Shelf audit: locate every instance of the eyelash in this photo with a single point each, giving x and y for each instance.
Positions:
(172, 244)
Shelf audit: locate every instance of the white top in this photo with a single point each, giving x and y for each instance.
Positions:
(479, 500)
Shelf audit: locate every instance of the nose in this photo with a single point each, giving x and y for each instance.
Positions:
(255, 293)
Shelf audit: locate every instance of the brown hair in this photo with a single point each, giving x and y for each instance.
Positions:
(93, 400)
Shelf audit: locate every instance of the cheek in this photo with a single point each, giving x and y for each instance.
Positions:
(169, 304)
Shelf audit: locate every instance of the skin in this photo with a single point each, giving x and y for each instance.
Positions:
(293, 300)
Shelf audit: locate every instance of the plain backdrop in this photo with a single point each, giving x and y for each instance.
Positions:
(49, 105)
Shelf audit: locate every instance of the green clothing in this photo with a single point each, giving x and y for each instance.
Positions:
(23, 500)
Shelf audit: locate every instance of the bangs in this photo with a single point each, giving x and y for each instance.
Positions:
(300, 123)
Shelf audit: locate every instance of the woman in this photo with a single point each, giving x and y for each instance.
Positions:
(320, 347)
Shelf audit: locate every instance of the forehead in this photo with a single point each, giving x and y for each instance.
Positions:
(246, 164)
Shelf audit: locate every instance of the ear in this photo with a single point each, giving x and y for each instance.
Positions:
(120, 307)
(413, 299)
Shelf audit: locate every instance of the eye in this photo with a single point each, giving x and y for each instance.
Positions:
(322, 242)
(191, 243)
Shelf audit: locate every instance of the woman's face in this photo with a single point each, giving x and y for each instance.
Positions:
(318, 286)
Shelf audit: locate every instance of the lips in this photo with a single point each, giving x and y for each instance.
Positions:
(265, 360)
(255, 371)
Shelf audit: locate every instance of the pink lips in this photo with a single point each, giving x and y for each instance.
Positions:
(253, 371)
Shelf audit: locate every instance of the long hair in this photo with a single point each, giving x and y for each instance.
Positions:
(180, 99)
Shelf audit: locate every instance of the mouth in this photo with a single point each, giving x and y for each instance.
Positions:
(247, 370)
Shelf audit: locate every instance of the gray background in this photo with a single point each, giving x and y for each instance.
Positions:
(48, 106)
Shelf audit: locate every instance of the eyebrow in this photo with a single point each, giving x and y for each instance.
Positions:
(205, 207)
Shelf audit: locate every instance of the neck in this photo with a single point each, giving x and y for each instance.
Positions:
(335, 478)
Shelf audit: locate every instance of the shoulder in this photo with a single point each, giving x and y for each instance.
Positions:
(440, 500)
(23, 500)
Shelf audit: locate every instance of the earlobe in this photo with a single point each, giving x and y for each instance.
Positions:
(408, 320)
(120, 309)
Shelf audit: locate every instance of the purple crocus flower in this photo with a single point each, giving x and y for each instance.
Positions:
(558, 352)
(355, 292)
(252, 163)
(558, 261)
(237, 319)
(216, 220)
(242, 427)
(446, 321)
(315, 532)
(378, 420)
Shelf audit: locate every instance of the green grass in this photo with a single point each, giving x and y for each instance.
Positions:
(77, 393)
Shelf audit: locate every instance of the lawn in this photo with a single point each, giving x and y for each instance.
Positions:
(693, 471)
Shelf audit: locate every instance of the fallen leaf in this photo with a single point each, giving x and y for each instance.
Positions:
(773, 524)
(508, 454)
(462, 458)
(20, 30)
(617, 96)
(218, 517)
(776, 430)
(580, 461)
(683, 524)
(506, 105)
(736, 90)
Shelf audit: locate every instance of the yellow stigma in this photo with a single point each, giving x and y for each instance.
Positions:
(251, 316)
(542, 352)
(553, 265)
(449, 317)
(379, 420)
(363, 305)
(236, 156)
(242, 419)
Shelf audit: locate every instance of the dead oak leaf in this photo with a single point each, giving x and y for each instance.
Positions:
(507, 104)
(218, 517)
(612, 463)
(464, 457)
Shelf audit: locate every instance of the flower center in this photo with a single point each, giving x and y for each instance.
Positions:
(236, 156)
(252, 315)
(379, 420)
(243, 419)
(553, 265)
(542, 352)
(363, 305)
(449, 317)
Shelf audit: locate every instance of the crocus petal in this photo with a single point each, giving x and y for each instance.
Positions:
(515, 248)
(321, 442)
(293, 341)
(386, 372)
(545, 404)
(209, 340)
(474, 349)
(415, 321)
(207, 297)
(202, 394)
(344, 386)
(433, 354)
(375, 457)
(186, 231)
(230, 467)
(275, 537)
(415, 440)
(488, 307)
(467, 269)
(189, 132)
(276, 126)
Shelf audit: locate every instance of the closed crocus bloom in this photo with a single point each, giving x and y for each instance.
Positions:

· · · · · · ·

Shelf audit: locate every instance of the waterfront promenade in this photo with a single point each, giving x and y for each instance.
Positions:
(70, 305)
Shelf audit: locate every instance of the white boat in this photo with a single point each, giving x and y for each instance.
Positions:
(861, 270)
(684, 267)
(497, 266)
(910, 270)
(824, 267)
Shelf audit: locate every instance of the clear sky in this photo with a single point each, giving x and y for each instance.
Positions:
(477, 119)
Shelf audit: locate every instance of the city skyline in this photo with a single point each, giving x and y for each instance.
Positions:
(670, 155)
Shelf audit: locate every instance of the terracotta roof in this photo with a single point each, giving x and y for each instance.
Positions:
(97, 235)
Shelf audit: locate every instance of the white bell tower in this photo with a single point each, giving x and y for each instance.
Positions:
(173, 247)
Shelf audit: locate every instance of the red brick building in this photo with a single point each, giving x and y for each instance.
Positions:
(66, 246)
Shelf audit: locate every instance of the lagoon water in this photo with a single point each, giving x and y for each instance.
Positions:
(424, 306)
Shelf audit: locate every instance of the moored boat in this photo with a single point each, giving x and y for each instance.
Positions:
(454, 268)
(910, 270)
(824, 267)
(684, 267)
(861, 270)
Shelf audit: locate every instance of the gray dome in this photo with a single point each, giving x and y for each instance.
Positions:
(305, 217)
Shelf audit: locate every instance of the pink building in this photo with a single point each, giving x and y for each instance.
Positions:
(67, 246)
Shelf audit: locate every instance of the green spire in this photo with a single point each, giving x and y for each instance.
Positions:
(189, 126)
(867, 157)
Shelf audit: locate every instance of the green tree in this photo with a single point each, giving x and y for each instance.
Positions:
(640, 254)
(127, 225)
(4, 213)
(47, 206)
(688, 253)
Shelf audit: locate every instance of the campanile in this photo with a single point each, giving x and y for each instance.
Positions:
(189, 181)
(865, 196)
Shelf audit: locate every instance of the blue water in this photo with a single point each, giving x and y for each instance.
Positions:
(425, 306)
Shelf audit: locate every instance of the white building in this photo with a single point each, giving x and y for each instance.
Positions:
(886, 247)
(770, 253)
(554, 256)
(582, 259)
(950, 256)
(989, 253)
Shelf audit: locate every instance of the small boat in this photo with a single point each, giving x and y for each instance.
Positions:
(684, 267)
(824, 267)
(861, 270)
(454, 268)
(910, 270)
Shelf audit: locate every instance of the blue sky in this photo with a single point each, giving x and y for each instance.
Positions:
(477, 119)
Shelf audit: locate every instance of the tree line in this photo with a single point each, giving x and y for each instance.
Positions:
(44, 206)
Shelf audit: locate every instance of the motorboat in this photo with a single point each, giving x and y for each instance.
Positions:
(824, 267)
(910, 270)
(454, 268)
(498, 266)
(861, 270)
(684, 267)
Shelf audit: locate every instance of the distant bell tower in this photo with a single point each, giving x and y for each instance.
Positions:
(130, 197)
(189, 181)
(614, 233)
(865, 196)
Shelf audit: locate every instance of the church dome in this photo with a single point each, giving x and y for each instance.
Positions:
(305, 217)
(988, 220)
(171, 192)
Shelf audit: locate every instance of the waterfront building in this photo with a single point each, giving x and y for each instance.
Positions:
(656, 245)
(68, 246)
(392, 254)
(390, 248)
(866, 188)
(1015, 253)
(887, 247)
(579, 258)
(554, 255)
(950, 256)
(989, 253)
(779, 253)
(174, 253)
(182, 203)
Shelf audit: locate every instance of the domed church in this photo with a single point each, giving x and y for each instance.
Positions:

· · · · · · ·

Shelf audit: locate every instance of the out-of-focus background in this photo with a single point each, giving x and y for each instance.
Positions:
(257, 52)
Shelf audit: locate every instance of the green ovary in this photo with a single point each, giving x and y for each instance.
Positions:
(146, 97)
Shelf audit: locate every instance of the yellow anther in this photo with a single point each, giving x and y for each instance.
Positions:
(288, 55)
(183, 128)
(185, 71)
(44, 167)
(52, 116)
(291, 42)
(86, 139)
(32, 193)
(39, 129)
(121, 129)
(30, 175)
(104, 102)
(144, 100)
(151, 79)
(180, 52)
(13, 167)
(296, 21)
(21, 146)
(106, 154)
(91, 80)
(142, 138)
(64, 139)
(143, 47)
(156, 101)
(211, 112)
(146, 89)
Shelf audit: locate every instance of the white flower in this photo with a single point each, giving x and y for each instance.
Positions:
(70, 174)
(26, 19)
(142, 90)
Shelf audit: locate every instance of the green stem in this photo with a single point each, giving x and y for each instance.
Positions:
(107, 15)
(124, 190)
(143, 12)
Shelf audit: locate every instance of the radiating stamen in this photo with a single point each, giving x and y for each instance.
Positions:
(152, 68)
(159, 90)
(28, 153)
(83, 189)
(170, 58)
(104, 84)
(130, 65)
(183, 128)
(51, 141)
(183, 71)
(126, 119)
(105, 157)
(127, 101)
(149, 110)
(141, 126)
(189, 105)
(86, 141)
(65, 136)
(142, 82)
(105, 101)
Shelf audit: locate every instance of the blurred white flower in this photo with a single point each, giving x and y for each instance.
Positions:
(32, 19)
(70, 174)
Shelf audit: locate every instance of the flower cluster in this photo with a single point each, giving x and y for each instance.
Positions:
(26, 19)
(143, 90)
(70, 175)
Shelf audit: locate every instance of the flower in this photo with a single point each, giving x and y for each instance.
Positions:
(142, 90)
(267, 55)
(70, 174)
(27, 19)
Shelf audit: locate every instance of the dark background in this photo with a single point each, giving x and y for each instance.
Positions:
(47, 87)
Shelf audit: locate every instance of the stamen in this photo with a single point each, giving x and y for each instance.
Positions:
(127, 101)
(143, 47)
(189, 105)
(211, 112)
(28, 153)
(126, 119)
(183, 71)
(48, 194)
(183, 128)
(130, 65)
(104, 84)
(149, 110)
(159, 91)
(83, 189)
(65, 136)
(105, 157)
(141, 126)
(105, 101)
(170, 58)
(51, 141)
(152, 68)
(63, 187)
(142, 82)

· · · · · · ·

Locate the lines above that contain "pink" and copy them.

Shelf audit: locate every instance of the pink lips in this photo with a single point each, giving x and y for each instance.
Shelf audit: locate every instance of the pink building in this photo with a single point each, giving x and y for each instance.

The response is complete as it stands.